§ Text extract
By Christoph Salge, Marie Curie Global Fellow, University of Hertfordshire

How do you stop a robot from hurting people? Many existing robots, such as those assembling cars in factories, shut down immediately when a human comes near. But this quick fix wouldn’t work for something like a self-driving car that might have to move to avoid a collision, or a care robot that might need to catch an old person if they fall. With robots set to become our servants, companions and co-workers, we need to deal with the increasingly complex situations this will create and the ethical and safety questions this will raise.

Science fiction already envisioned this problem and has suggested various potential solutions. The most famous was author Isaac Asimov’s Three Laws of Robotics, which are designed to prevent robots harming humans. But since 2005, my colleagues and I at the University of Hertfordshire, have been working on an idea that could be an alternative.

Instead of laws to restrict robot behaviour, we think robots should be empowered to maximise the possible ways they can act so they can pick the best solution for any given scenario. As we describe in a new paper in Frontiers, this principle could form the basis of a new set of universal guidelines for robots to keep humans as safe as possible.


The Three Laws

Asimov’s Three Laws are as follows:

  • A robot may not injure a human being or, through inaction, allow a human being to come to harm.
  • A robot must obey the orders given it by human beings except where such orders would conflict with the First Law.

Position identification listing
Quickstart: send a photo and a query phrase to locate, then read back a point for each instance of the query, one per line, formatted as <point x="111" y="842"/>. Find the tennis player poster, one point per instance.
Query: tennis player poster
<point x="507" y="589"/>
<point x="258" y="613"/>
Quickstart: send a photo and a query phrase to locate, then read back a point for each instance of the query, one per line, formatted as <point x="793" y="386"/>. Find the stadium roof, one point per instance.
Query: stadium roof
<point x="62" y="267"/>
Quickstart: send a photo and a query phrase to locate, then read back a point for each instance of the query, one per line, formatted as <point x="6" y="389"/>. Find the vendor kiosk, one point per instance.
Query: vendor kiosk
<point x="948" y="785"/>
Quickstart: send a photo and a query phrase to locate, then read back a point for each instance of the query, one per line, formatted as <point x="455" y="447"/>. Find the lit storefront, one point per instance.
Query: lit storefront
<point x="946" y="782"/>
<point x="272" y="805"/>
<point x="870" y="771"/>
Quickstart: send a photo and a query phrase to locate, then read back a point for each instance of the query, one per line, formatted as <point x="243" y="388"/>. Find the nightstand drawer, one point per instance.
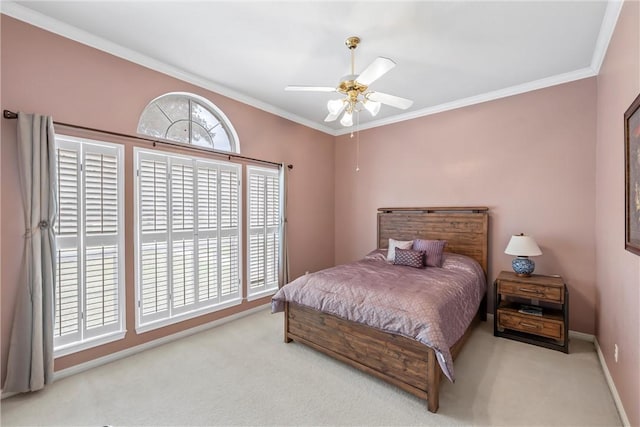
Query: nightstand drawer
<point x="531" y="290"/>
<point x="531" y="324"/>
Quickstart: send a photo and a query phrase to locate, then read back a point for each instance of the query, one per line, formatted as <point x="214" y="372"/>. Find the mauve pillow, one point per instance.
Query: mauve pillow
<point x="432" y="250"/>
<point x="409" y="258"/>
<point x="393" y="244"/>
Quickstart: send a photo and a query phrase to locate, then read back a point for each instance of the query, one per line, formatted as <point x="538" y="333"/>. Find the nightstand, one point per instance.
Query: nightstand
<point x="548" y="328"/>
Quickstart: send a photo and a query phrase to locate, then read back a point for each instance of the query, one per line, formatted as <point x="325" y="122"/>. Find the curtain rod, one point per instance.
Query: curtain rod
<point x="11" y="115"/>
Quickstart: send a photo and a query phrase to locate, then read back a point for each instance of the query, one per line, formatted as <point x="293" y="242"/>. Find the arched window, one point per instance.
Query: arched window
<point x="189" y="119"/>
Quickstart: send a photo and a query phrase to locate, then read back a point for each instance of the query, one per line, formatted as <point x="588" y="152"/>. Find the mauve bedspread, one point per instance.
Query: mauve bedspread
<point x="432" y="305"/>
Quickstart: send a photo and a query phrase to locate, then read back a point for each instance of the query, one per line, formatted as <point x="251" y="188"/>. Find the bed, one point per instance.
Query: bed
<point x="398" y="357"/>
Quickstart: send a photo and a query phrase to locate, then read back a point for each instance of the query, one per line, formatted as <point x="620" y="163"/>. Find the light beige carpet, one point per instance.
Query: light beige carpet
<point x="242" y="373"/>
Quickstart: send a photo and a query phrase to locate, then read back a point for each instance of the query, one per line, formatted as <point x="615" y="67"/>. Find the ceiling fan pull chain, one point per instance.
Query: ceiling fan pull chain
<point x="357" y="143"/>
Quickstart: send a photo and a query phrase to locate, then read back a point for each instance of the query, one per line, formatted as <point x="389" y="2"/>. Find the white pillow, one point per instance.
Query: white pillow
<point x="393" y="244"/>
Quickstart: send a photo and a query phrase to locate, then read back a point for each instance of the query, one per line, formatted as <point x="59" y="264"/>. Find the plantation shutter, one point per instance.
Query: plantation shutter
<point x="183" y="292"/>
<point x="208" y="238"/>
<point x="68" y="291"/>
<point x="89" y="265"/>
<point x="101" y="275"/>
<point x="263" y="199"/>
<point x="153" y="204"/>
<point x="189" y="236"/>
<point x="229" y="233"/>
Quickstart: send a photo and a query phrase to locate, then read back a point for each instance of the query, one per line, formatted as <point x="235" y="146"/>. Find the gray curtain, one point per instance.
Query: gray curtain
<point x="30" y="363"/>
<point x="284" y="253"/>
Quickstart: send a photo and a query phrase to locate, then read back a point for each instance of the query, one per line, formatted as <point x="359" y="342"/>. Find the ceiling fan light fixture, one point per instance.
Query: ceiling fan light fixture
<point x="372" y="106"/>
<point x="347" y="119"/>
<point x="335" y="105"/>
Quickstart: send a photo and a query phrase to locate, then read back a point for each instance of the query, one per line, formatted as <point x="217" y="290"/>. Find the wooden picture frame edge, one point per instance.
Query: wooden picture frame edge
<point x="634" y="109"/>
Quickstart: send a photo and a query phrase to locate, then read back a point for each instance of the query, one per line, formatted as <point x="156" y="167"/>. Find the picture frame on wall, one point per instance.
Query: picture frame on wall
<point x="632" y="176"/>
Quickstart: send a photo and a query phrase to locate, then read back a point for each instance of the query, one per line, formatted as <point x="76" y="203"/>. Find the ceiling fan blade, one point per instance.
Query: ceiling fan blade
<point x="375" y="70"/>
<point x="331" y="117"/>
<point x="310" y="89"/>
<point x="392" y="100"/>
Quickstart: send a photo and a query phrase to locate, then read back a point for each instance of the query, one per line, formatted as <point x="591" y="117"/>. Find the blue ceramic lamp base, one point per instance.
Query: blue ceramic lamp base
<point x="523" y="266"/>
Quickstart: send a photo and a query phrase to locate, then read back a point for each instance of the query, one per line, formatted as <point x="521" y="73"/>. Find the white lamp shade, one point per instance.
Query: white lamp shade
<point x="372" y="106"/>
<point x="522" y="245"/>
<point x="335" y="105"/>
<point x="347" y="119"/>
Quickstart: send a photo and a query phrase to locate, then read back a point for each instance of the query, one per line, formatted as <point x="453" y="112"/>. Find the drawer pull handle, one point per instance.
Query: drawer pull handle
<point x="531" y="291"/>
<point x="529" y="325"/>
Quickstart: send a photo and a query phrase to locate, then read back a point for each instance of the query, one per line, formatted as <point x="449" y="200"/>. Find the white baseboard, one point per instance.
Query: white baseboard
<point x="605" y="369"/>
<point x="146" y="346"/>
<point x="612" y="386"/>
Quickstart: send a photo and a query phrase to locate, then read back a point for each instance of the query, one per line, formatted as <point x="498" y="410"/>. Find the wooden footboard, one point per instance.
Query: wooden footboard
<point x="401" y="361"/>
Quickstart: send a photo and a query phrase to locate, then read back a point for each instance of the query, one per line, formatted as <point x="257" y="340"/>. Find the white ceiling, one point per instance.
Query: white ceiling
<point x="448" y="54"/>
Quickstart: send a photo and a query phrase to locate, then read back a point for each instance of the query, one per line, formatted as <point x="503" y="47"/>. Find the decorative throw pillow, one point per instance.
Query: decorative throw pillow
<point x="432" y="250"/>
<point x="393" y="244"/>
<point x="409" y="257"/>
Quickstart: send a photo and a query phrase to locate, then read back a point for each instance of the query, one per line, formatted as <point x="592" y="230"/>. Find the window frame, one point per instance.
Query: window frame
<point x="224" y="121"/>
<point x="144" y="323"/>
<point x="265" y="290"/>
<point x="84" y="338"/>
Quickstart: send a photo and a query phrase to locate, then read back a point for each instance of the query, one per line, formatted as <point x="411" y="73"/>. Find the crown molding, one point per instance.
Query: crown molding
<point x="609" y="21"/>
<point x="47" y="23"/>
<point x="478" y="99"/>
<point x="37" y="19"/>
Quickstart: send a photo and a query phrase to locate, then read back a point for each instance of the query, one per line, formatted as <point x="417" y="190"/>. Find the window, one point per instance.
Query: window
<point x="89" y="284"/>
<point x="189" y="119"/>
<point x="188" y="252"/>
<point x="264" y="231"/>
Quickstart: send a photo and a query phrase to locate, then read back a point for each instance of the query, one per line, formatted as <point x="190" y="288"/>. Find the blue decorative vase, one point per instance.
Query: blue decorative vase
<point x="523" y="266"/>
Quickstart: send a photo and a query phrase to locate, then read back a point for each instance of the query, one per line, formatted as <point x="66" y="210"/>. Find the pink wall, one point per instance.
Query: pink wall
<point x="618" y="271"/>
<point x="45" y="73"/>
<point x="530" y="158"/>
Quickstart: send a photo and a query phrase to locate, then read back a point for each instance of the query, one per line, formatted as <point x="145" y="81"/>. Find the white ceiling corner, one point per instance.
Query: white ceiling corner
<point x="448" y="54"/>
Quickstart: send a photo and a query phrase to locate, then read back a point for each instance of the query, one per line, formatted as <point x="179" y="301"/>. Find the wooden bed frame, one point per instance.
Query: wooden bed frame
<point x="401" y="361"/>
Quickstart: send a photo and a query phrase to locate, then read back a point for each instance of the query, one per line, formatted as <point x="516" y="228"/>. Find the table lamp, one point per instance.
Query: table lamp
<point x="523" y="247"/>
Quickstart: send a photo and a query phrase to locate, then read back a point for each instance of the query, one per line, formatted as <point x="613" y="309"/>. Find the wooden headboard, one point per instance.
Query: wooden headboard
<point x="466" y="229"/>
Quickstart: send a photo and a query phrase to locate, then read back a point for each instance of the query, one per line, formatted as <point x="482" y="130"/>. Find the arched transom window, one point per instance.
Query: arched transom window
<point x="189" y="119"/>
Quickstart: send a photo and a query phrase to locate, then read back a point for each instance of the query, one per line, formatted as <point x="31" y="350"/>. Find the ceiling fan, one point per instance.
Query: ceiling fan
<point x="355" y="87"/>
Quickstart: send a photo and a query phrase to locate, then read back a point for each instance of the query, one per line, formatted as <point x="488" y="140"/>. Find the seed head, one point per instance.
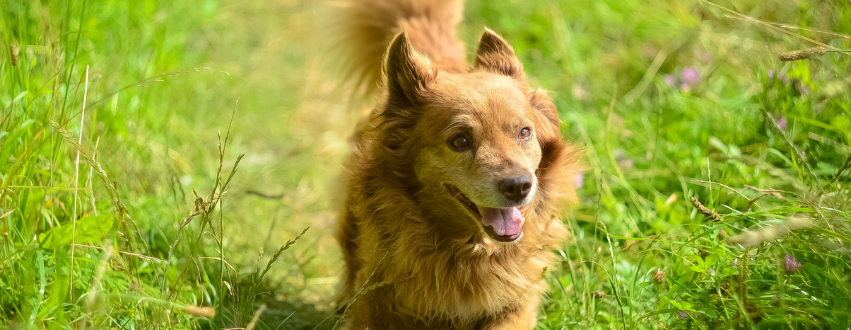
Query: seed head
<point x="792" y="265"/>
<point x="659" y="276"/>
<point x="803" y="54"/>
<point x="13" y="53"/>
<point x="709" y="214"/>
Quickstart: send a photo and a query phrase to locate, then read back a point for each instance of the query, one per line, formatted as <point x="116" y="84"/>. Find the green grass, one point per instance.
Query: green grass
<point x="178" y="91"/>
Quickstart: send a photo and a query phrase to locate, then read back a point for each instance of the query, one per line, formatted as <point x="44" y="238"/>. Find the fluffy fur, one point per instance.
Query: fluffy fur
<point x="416" y="257"/>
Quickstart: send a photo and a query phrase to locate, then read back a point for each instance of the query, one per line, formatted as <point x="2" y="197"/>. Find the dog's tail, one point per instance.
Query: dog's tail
<point x="366" y="27"/>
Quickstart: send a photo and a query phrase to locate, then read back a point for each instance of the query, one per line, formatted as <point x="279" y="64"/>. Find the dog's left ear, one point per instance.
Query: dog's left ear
<point x="496" y="55"/>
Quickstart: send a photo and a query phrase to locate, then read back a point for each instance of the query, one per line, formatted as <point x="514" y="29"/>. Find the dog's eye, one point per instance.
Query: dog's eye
<point x="461" y="143"/>
<point x="525" y="133"/>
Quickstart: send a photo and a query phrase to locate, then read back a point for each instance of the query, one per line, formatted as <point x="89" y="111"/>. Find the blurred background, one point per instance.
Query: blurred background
<point x="157" y="226"/>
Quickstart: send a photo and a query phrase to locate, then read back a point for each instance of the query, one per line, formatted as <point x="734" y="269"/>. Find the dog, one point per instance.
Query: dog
<point x="455" y="180"/>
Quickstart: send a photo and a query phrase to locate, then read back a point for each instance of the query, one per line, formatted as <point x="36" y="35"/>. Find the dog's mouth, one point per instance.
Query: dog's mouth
<point x="501" y="224"/>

§ Problem A
In the robot safety excerpt, transcribe the part that opens with the words containing "Science fiction already" and closes with "safe as possible.".
§ Problem B
According to the robot safety excerpt, since what year have the researchers at the University of Hertfordshire been working on their alternative idea?

§ Written response A
Science fiction already envisioned this problem and has suggested various potential solutions. The most famous was author Isaac Asimov’s Three Laws of Robotics, which are designed to prevent robots harming humans. But since 2005, my colleagues and I at the University of Hertfordshire, have been working on an idea that could be an alternative.

Instead of laws to restrict robot behaviour, we think robots should be empowered to maximise the possible ways they can act so they can pick the best solution for any given scenario. As we describe in a new paper in Frontiers, this principle could form the basis of a new set of universal guidelines for robots to keep humans as safe as possible.

§ Written response B
Since 2005.